→ **Entries taken from a collection**:

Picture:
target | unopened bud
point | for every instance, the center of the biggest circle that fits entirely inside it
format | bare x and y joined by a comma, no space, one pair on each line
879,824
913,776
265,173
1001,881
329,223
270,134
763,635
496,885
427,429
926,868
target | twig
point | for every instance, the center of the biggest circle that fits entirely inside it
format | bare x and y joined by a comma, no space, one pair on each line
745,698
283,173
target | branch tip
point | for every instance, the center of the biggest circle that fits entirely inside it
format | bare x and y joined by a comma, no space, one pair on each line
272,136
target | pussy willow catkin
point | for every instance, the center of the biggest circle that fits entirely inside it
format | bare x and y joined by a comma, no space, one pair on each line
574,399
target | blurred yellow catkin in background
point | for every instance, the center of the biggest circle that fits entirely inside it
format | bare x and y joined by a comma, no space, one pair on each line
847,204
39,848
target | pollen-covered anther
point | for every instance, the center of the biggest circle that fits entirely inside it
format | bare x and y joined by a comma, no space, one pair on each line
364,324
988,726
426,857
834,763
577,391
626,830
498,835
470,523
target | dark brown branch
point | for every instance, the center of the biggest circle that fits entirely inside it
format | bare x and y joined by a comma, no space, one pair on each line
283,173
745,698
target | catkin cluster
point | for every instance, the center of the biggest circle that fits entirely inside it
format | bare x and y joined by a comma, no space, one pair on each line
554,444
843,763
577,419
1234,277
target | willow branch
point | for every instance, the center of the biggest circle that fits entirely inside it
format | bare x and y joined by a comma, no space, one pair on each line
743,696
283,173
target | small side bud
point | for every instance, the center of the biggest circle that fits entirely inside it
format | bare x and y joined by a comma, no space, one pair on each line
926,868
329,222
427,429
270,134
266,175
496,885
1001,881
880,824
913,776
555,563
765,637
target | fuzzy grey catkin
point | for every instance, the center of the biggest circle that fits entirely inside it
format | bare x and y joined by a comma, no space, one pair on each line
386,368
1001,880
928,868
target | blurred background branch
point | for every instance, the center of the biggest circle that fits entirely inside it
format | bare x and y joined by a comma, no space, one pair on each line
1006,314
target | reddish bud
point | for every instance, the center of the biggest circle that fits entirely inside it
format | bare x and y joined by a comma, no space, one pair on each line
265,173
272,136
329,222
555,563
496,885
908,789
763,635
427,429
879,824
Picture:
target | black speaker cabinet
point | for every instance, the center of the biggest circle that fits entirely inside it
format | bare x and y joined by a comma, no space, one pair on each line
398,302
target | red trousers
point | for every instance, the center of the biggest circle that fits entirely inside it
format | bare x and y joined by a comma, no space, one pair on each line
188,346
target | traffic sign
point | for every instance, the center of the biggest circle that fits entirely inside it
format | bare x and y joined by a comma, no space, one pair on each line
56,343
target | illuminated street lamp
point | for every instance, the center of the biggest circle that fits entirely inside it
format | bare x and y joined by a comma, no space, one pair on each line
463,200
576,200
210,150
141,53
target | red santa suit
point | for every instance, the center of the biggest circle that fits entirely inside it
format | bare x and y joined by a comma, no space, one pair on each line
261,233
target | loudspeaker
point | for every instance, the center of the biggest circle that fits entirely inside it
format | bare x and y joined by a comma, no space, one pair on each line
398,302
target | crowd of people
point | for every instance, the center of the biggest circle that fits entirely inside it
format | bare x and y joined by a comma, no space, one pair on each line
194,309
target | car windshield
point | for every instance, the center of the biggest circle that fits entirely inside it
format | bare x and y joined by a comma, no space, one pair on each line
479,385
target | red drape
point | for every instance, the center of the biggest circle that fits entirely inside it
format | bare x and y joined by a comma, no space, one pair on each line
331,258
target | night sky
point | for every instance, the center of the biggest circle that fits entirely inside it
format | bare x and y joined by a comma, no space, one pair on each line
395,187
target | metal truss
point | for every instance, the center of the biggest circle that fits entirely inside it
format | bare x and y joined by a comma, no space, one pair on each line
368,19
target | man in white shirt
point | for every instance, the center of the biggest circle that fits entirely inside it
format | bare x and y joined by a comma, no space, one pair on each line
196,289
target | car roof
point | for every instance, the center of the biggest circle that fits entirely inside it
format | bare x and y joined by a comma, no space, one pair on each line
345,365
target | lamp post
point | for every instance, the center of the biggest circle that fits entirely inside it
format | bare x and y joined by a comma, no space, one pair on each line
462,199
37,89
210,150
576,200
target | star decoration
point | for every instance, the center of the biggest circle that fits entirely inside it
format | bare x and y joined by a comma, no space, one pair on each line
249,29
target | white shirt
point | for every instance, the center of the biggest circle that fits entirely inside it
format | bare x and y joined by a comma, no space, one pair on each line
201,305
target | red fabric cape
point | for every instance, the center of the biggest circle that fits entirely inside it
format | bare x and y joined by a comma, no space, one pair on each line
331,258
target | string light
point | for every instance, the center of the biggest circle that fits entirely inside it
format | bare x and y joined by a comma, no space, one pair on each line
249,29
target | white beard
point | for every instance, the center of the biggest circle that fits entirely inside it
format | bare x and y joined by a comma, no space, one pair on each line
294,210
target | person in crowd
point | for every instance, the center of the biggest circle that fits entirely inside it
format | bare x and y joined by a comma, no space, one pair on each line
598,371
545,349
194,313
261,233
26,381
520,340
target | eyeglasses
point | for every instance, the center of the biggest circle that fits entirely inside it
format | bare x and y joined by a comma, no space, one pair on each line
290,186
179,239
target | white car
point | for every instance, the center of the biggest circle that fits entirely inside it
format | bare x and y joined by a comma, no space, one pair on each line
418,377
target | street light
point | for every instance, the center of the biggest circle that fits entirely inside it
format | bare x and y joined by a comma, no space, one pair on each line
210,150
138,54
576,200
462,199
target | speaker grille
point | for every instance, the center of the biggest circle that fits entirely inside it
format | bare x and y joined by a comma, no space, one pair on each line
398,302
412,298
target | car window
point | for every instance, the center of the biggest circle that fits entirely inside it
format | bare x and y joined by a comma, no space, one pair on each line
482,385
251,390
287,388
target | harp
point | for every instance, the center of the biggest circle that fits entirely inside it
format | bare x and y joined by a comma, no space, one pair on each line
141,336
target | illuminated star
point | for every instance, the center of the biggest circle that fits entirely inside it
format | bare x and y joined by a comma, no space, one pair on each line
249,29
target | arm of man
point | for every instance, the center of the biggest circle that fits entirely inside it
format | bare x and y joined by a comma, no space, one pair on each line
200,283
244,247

→ **WORK TASK**: Repeat every line of the data precisely.

→ **RESPONSE TO THE TASK**:
Picture:
target | unopened bud
point | for every instance, the center of the biggest circle that fits entirely inside it
format | bare x and y joined by a comma, no space, one pair on each line
879,824
913,776
265,173
1001,881
329,223
270,134
763,635
496,885
427,429
926,868
target | twig
point | for every instance, the center of the biggest circle that fits entirely inside it
format | bare x and y joined by a comma, no space, one pair on each line
745,698
283,173
target | branch tip
point | for every instance, the center of the biggest circle that fits entirely inside it
format | bare x and y joined by a comma, no space, one pair on each line
272,136
target | pussy willow catkin
point | for every instance, the center of the biggest circle that fits entirely inside it
format | bare x and y joined by a comma, no space, one pair on each line
574,399
target | blurred yellow catkin in background
point | for every instance, the center of the biggest circle that fits entirely inside it
format | bare x and y joined by a comma, no space, one pair on each line
847,204
39,848
target | pollen-covered anther
point | for every instance, the center of the biggest circle that fits entirely inside it
format | bare x and y joined by a comma, no space, one pair on each line
364,324
988,726
426,857
834,763
577,391
626,830
498,835
470,523
target | dark brown branch
point | for every instance, the center of the biggest circle that fits entirely inside it
format | bare x and y joined by a comma, no space, one pair on each line
283,173
745,698
target | catkin cluster
point | for every instance, the center of the biggest circle that fits entirely inside it
format | bare x and y joined by a comma, no space, one pair on each line
554,444
843,763
577,419
1234,277
target | willow branch
point | for every instance, the center of the biggest circle that fits entirely inside it
format | bare x and y joined by a comma, no space, one pair on each line
743,696
283,173
target | small side bud
point | for every instance, the center of the biggest circle that fits entirely inside it
format | bare x and y joined by a comma, no space, one pair on each line
926,868
329,222
427,429
270,134
266,175
496,885
1001,881
880,824
913,776
555,563
765,637
target | fuzzy grey catkin
point | for every instance, the center of the biggest circle that fits entirely inside it
format | bare x and y joined by a comma, no space, one pair on each line
386,368
1001,880
928,868
target | blurred background branch
point | for every instance, the center of the biggest circle that fits entirely inside it
format | bare x and y joined by a comma, no space, one pair on each line
1006,314
target | reddish bud
point | for every instance, the center of the biggest circle that fits entirely inside it
format | bare x and y joined by a comma, no space, one pair on each line
265,173
272,136
329,222
555,563
496,885
908,789
763,635
427,429
879,824
Picture:
target | black speaker cabinet
point | for every instance, the center of the biggest circle that fits entirely inside it
format | bare x and y joined by a comma, no space, one pair on each line
398,302
target | red trousers
point | for every instance, the center of the biggest circle that fits entirely inside it
format | bare x and y joined by a comma, no space, one pair on each line
188,346
target | traffic sign
point | for every instance, the center of the biggest circle that fits entirely inside it
format | bare x and y joined by a comma, no space, one pair on each line
56,343
target | illuminated street lamp
point | for every instance, the center of the biggest circle that fits entirely inside it
format | bare x and y joined by a comma, no space, one pair on each line
463,200
576,200
210,150
141,53
target | red santa suit
point | for every instance, the center of the biggest circle that fits entirely inside it
format | bare x and y joined by a comma, no space, one pair on each line
261,233
target | loudspeaker
point | for every instance, the center of the biggest circle that fits entirely inside it
format | bare x and y joined by a comma, no space, one pair on each line
398,302
target | crowd of people
point | for every instance, the center of the biggest circle that fits entirely inside it
format | bare x and y joined by a comma, no space, one pair on each line
194,309
target | car windshield
point | for every instance, the center of the biggest circle that fits entirely inside it
format | bare x and y joined by a comma, no space, one pair on each line
479,385
target | red drape
point | for every instance, the center of the biggest circle that fits entirely inside it
format | bare x and y joined by a comma, no space, one pair on each line
331,258
target | night sky
point | for every instance, the center of the biggest circle that fits entirely inside it
format | bare x and y joined by a comma, no space, one pair on each line
395,187
target | metal truss
point | for every instance, the center of the biggest circle that fits entirely inside it
format | bare x and y joined by a comma, no space, one pair on each line
368,19
target | man in white shirt
point | for every instance, the center of the biggest circle that fits entirely inside it
format | bare x and y joined by a comma, no space, one pair on each line
196,289
target | car roof
point | for every instance, the center of the biggest circle that fits entirely inside it
format | bare x and y joined by a comma, no space, one pair on each line
345,365
target | lamp post
point | for every instance, the center of the biggest circle that fits entirely inside it
format | bare x and y joined by a comma, no space, one pair on each line
462,199
37,89
210,150
576,200
target | star decoration
point | for every instance, the center of the biggest circle that fits entirely inside it
format | bare x and y joined by a comma, no space, one pair on each line
249,29
target | white shirt
point | for every instance, the center of the biggest circle that fits entirely inside it
format | bare x and y joined by a comma, no space, one pair on each line
201,305
target | red fabric cape
point | for every instance, the center of the biggest circle that fits entirely inside it
format | bare x and y joined by a comma, no space, one pair on each line
331,258
target | string light
point | for every instance, the center of the biggest circle that fits entirely inside it
format | bare x and y joined by a comma, no space, one pair on each line
249,29
target | white beard
point | for every instance, the center of the biggest circle that fits entirely inside it
format | bare x and y joined by a comma, no space, one pair on each line
294,210
target | person in crowd
point | for every instance, the center of the biggest circle that fits entirely inside it
format | bare x and y joined by a comma, no space, one pair on each line
598,371
545,349
194,313
261,233
26,381
520,340
target | eyeglasses
point | for every instance, the center of the biggest circle that fits entirely inside it
format | bare x and y joined by a comma, no space, one pair on each line
290,186
179,239
target | white car
point | for every instance, the center of the biggest circle that fits entirely inside it
format | bare x and y joined by a comma, no space, one pair on each line
418,377
target | street light
point | for every instance, the center of the biggest circle that fits entirely inside it
format | bare x and y joined by a comma, no space, one pair on each line
210,150
138,54
576,200
462,199
target | speaker grille
point | for every instance, the center of the biggest circle that fits entirely inside it
format | bare x and y joined by a comma, no space, one pair on each line
398,302
412,298
target | car window
point | for every instance, the center of the biggest circle that fits entirely inside it
format | bare x and y joined by a comma, no space, one pair on each line
482,385
251,390
287,388
target | harp
point | for every instance, the center of the biggest circle that fits entirely inside it
format | bare x and y joined by a comma, no space, one pair on each line
141,336
target | illuminated star
point | for every instance, the center of the biggest circle that fits entirely inside it
format | bare x and y joined by a comma, no space, one pair on each line
249,29
target | arm of man
point | for every instance, the center of the biggest circle that fits entirely inside it
format | bare x and y joined by a comma, no space, one pair on each line
200,283
244,247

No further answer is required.